**Письменные задания**
A. Согласуются ли с отрывком эти утверждения: (i) по словам ребят из Охотнадзора, до следующего кордона нужно было пройти 25 км; (ii) дорога до кордона заняла пять часов; (iii) порез на левой ладони оказался серьёзным? На каждое ответьте «да» или «нет» и приведите точную решающую цитату из отрывка.
B. Выведите без изменений фрагмент отрывка между словами «Ребята из Охотнадзора» и «пройти 25 км.», включая их самих.

**Отрывок текста**
Мне хочется верить, что я из второй категории – категории упорных. И когда-нибудь стану мастером. Ведь единственное, что досталось мне от природы – злость и упорство.

Достаточно ли их – покажет жизнь.

Ребята из Охотнадзора указали мне на карте расположение двух следующих кордонов на пути к реке Шибетуй. По их словам, до следующего кордона мне необходимо пройти 25 км.

По моим расчётам, путь обещал стать короче – 23 км.

Ошиблись мы все – я напетлял все тридцать, за семь с половиной часов, включая время на привалы и перекус.

Изба оказалась довольно холодной, да и с дровами имелись некоторые проблемы – но, безусловно, значительно лучше, чем в палатке. Кордон действительно располагался так, что не имей я информации о нём – обязательно прошёл бы мимо.

Внутри избы поживился остатками кетчупа и соуса чили.

Пока строгал лучину для растопки печки, поранил левую ладонь. Перчатка сразу набухла кровью, но порез не оказался серьёзным.

Аккуратно подсушил надувной коврик, хотя и не знаю, насколько результативно.

После полуночи меня разбудило сильное шуршание. Кое-как включив фонарик и обследовав зимовье, источника шума я так и не обнаружил.

Но стоило только выключить свет и спрятаться в спальный мешок, как громкое шуршание раздалось снова.

**Строки данных**
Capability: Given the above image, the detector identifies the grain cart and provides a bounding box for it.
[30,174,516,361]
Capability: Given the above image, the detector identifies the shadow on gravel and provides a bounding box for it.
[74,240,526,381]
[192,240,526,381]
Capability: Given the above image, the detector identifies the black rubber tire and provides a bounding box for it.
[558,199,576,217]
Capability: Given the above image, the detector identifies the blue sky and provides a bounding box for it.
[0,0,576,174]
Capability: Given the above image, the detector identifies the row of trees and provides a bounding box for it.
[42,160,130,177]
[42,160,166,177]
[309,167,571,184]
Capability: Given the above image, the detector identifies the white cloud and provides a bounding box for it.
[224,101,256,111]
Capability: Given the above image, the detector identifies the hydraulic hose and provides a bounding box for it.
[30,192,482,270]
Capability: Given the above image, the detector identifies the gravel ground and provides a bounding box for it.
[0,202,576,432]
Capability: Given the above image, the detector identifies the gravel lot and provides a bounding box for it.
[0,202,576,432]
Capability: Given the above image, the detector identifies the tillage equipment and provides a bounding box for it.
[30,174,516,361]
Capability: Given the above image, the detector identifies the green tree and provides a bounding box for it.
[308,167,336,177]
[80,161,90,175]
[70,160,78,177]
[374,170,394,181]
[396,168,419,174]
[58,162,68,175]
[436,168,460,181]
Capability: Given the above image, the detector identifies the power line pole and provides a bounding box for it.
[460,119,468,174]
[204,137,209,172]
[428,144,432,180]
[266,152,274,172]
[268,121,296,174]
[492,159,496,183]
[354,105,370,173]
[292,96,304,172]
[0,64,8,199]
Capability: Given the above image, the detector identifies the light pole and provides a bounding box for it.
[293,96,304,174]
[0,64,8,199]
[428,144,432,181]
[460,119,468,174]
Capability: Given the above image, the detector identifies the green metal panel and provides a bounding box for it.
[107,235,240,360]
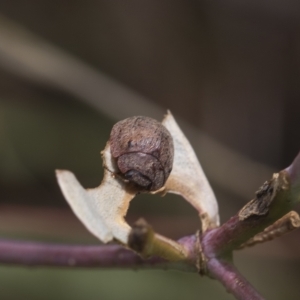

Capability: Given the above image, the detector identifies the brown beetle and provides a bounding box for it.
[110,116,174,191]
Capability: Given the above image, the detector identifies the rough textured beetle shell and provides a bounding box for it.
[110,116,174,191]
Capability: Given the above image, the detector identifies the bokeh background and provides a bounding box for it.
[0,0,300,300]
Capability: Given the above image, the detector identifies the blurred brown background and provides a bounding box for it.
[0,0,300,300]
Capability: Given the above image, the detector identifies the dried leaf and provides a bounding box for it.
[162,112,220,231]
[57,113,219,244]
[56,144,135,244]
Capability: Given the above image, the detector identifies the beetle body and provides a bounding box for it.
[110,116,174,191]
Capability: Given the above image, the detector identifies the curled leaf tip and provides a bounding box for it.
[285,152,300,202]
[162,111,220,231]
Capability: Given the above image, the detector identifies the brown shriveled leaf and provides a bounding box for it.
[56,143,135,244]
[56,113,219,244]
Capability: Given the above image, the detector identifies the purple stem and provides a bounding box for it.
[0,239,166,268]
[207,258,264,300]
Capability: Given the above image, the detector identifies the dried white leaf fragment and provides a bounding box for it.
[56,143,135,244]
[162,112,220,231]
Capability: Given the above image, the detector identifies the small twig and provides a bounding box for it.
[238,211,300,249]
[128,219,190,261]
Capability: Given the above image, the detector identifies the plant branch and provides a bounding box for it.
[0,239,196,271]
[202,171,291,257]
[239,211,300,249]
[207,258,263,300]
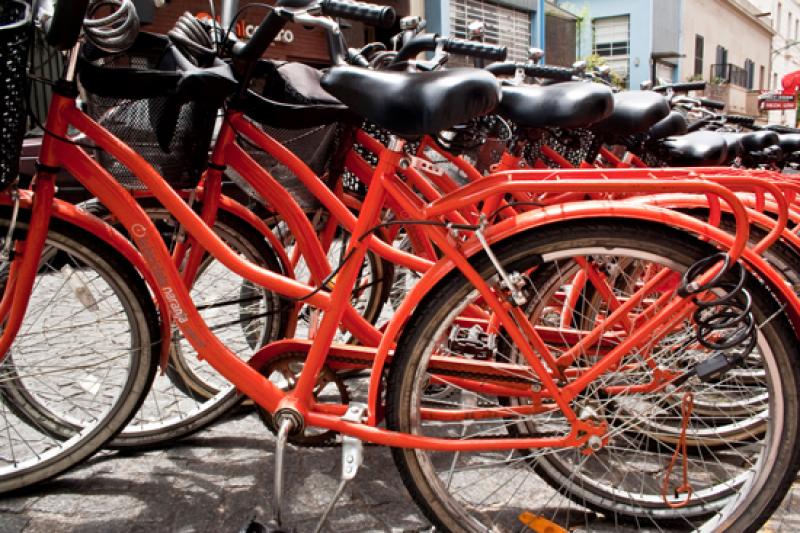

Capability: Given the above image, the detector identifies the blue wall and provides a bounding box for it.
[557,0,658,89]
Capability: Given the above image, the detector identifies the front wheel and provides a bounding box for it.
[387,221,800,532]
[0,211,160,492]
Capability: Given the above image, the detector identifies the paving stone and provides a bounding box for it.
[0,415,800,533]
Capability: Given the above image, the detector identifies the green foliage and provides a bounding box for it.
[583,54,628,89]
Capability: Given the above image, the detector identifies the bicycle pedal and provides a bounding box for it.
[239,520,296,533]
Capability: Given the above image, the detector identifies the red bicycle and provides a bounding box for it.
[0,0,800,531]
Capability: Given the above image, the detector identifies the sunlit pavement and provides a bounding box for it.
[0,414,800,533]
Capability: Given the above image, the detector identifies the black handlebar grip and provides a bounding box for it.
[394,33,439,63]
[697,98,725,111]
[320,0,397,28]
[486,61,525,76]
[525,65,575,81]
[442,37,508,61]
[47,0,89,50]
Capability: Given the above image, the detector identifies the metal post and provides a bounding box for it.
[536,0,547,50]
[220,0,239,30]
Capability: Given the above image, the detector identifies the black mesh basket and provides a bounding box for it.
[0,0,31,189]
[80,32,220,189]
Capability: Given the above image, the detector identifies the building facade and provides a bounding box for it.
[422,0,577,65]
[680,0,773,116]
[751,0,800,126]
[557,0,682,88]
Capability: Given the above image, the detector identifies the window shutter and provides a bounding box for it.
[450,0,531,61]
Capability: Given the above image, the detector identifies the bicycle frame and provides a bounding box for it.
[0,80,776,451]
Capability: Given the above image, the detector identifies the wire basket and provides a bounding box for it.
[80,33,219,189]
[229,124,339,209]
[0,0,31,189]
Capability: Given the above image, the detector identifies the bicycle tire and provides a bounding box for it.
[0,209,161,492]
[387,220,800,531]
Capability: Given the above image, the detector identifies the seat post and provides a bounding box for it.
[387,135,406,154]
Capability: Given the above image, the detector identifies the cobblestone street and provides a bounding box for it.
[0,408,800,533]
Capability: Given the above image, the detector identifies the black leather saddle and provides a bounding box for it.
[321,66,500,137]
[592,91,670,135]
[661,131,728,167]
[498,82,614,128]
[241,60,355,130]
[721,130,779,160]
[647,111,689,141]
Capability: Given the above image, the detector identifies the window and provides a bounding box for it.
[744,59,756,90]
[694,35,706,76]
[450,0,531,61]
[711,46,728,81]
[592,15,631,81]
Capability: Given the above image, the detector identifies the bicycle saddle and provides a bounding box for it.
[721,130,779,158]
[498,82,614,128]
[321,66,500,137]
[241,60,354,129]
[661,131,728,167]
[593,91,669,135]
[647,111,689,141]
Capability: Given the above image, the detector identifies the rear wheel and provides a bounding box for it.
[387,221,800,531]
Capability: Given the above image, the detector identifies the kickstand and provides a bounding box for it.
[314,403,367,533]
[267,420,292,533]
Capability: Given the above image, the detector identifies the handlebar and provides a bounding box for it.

---

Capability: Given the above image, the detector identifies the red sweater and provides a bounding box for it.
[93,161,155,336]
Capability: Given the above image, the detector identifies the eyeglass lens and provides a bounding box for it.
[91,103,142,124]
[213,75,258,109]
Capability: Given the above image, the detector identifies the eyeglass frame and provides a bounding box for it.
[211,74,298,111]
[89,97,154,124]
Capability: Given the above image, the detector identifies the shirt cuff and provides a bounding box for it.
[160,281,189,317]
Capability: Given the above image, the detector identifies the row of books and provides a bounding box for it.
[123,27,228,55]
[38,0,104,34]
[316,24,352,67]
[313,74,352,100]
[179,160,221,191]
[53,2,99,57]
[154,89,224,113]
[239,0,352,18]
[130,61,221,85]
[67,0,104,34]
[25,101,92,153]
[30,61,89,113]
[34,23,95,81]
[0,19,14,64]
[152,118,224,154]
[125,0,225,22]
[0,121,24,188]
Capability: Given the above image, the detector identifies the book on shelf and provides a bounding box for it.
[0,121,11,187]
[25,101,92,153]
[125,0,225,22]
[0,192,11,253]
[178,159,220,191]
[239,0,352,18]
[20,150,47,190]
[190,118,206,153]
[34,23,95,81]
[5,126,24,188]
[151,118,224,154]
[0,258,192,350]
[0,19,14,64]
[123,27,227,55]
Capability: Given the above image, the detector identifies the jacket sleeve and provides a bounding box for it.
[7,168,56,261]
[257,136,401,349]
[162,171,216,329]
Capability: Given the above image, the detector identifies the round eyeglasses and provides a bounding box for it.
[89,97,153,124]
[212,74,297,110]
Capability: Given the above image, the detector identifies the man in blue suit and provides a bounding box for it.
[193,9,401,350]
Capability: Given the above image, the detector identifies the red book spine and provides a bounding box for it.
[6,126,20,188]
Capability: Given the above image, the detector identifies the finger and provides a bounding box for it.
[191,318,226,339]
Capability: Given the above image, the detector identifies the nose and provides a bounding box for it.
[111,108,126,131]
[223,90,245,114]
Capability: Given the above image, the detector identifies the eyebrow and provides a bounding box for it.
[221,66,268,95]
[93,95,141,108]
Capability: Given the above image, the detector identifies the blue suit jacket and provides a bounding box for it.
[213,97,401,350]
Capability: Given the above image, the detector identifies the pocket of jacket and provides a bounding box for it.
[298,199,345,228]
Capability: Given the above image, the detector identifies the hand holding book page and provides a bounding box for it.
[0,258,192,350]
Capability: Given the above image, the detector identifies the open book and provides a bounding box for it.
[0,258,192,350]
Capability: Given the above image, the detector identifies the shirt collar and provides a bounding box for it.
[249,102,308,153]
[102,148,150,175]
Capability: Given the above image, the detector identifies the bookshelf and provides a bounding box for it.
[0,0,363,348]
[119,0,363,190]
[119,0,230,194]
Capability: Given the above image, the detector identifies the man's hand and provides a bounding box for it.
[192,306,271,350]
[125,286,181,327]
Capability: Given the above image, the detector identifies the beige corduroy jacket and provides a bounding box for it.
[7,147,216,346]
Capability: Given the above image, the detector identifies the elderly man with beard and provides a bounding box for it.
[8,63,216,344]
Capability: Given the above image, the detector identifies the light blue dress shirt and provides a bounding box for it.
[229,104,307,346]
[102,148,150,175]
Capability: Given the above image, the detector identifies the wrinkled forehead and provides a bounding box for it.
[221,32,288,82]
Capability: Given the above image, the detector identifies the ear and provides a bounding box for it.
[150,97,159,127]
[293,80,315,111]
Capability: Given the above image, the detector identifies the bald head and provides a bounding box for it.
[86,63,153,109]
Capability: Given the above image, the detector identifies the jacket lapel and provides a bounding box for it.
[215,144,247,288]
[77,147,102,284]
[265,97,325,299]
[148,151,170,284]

==

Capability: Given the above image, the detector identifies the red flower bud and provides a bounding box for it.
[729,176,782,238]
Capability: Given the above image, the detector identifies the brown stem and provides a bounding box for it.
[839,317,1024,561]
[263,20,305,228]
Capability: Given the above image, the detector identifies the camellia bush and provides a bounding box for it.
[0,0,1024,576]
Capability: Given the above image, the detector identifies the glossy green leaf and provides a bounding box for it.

**Ответы по заданиям**
A.
(i) Да: «По их словам, до следующего кордона мне необходимо пройти 25 км.»
(ii) Нет: «я напетлял все тридцать, за семь с половиной часов, включая время на привалы и перекус.»
(iii) Нет: «но порез не оказался серьёзным.»

B.
Ребята из Охотнадзора указали мне на карте расположение двух следующих кордонов на пути к реке Шибетуй. По их словам, до следующего кордона мне необходимо пройти 25 км.